Work required: I would like you to print all the records below exactly as they are.

───── Data listing

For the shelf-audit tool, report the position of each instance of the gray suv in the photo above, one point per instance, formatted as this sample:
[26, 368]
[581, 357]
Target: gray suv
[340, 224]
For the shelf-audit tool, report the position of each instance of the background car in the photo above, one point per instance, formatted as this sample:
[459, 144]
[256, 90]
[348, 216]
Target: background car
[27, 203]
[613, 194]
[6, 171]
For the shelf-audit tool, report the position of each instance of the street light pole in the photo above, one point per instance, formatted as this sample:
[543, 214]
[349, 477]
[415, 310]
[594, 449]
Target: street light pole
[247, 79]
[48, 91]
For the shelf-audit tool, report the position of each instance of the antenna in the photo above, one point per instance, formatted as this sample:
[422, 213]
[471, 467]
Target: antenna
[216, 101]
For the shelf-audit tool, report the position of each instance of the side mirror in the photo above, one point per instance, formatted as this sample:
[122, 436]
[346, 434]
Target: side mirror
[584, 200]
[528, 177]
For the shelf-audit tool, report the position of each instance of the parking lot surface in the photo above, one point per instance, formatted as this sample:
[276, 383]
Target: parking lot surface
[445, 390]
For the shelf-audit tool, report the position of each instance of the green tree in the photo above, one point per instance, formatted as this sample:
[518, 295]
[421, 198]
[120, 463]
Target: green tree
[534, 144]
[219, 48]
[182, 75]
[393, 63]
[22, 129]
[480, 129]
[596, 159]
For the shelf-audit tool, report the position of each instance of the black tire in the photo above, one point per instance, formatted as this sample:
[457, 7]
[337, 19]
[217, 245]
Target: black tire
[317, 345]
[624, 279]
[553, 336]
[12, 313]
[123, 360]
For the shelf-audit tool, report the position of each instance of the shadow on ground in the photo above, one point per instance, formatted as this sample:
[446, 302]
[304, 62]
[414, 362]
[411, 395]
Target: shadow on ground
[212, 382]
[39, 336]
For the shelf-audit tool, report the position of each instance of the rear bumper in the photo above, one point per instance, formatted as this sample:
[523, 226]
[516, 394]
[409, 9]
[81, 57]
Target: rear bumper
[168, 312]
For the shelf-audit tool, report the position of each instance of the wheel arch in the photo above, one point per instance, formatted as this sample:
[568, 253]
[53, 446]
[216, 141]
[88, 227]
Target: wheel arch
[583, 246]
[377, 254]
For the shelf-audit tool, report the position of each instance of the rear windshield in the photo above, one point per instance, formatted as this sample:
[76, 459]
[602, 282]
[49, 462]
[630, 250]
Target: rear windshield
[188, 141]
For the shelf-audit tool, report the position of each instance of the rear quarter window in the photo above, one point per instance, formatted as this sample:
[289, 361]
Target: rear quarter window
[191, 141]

──────────

Answer to the exercise:
For the shelf-audit tool, report the position of each instance of the gray suv in the photo above, one point per instance, formatted as this sample:
[26, 368]
[581, 357]
Target: gray suv
[340, 224]
For the shelf-audit tool, report the position of each instance of the background car in the photo above, one point per instance, formatted as this sample:
[459, 144]
[256, 90]
[348, 216]
Target: background car
[27, 203]
[613, 194]
[6, 171]
For the shelf-audit tool, report the position of each instance of the street light pole in the photo above, one point per instance, formatted as this sample:
[543, 214]
[349, 477]
[415, 310]
[594, 449]
Target: street light pole
[247, 79]
[48, 91]
For the shelf-audit tool, report the position of each instance of the antenna in the photo above, one point per instance, formatted as this sample:
[422, 213]
[471, 467]
Target: antenna
[216, 101]
For the shelf-audit tool, report the position of each instance of the side mirror in the photo above, one point per instance, formatted as this sample:
[122, 436]
[346, 434]
Target: side mirror
[584, 200]
[528, 177]
For the shelf-audit tool, report the position of each instance of the parking lot surface in the photo above, one point per instance, formatted as this sample:
[276, 383]
Target: parking lot surface
[445, 390]
For the shelf-audit tool, report the position of each instance of the green tree in the photo above, one point per instance, formatted as this sample:
[518, 295]
[421, 198]
[120, 463]
Target: green tree
[534, 144]
[219, 48]
[182, 75]
[393, 63]
[22, 129]
[480, 129]
[596, 159]
For the shelf-audit tool, report the position of each instance of the black tire in the photo above, one point per instance, formatted as this sample:
[457, 7]
[337, 19]
[217, 245]
Target: black tire
[317, 345]
[624, 279]
[553, 336]
[12, 313]
[123, 360]
For the shelf-audit tool, report the position of each instance of the shadow on ground in the photo above, one point per instance, formatted as this sample:
[446, 302]
[304, 62]
[414, 362]
[411, 395]
Target: shadow on ground
[212, 382]
[39, 336]
For the shelf-audit tool, report the position of each instance of the rear bumper in the photo above, one point per instance, formatted as this sample:
[523, 226]
[516, 394]
[409, 9]
[81, 57]
Target: rear bumper
[168, 312]
For the shelf-audit tool, report the position of each instance of the wheel arch in the photo above, one point per instance, formatted as this sample:
[568, 253]
[53, 446]
[216, 141]
[88, 227]
Target: wheel arch
[583, 246]
[377, 254]
For the shelf-audit tool, report the position of each instance of the rear windshield in the photo above, one point per instance, formatted as this sample:
[76, 459]
[602, 282]
[49, 462]
[630, 250]
Target: rear windshield
[188, 141]
For the shelf-audit tool, report the position of each instance of the rear quarter window in the photo above, one point per instance, formatted as this sample:
[289, 361]
Target: rear quarter window
[191, 141]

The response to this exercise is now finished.